> _Exercise brief_
Give only the lines from the one containing "of the blue" through the end of the material below, exactly as written.

> _Data rows_
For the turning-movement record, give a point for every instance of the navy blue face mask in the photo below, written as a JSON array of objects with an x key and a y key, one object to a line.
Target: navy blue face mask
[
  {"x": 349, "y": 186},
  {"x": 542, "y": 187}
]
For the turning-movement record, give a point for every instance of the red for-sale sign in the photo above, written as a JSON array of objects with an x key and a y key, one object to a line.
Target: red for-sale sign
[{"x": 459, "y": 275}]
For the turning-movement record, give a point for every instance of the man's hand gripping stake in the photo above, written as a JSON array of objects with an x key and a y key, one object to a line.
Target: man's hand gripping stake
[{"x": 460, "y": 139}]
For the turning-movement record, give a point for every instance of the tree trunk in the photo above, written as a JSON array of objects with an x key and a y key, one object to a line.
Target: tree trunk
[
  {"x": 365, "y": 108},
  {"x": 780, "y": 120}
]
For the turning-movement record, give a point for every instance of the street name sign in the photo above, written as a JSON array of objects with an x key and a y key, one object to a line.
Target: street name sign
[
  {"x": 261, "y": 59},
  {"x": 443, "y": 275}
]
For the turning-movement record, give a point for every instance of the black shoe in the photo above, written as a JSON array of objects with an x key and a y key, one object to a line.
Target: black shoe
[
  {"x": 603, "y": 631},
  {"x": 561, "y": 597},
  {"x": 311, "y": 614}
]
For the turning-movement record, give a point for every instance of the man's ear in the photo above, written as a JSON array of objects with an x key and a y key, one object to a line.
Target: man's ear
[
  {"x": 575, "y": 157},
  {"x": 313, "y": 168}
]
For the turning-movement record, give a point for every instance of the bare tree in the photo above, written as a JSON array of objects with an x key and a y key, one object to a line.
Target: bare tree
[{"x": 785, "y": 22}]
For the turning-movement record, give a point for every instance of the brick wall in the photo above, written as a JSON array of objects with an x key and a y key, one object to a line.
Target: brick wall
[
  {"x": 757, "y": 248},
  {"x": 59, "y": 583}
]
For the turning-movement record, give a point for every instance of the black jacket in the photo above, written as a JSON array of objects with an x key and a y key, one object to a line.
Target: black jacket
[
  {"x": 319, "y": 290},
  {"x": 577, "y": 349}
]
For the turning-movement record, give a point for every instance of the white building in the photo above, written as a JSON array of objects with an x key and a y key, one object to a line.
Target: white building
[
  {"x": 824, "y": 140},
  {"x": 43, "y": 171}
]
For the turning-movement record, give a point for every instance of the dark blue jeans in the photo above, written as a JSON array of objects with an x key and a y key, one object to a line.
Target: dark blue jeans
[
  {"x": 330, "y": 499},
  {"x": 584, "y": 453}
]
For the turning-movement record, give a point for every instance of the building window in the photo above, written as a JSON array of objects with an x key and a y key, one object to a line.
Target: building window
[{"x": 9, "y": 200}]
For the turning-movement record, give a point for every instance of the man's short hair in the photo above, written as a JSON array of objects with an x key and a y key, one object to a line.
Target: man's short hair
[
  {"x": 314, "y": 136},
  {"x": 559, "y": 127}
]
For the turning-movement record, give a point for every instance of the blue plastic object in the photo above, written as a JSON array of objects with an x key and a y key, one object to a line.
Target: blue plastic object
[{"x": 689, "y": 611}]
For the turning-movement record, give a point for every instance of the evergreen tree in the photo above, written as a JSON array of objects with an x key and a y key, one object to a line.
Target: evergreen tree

> _Correct answer_
For the turning-movement record, give a point for every instance of the blue plastic object in the photo above, written as a JSON array of objects with an x key and a y key, one object to a line.
Target: blue plastic object
[{"x": 689, "y": 611}]
For the turning-movement record, give a point for every instance of the evergreen tree in the photo above, written as a JSON array of objects with an x key and a y key, one object to a line.
Target: evergreen tree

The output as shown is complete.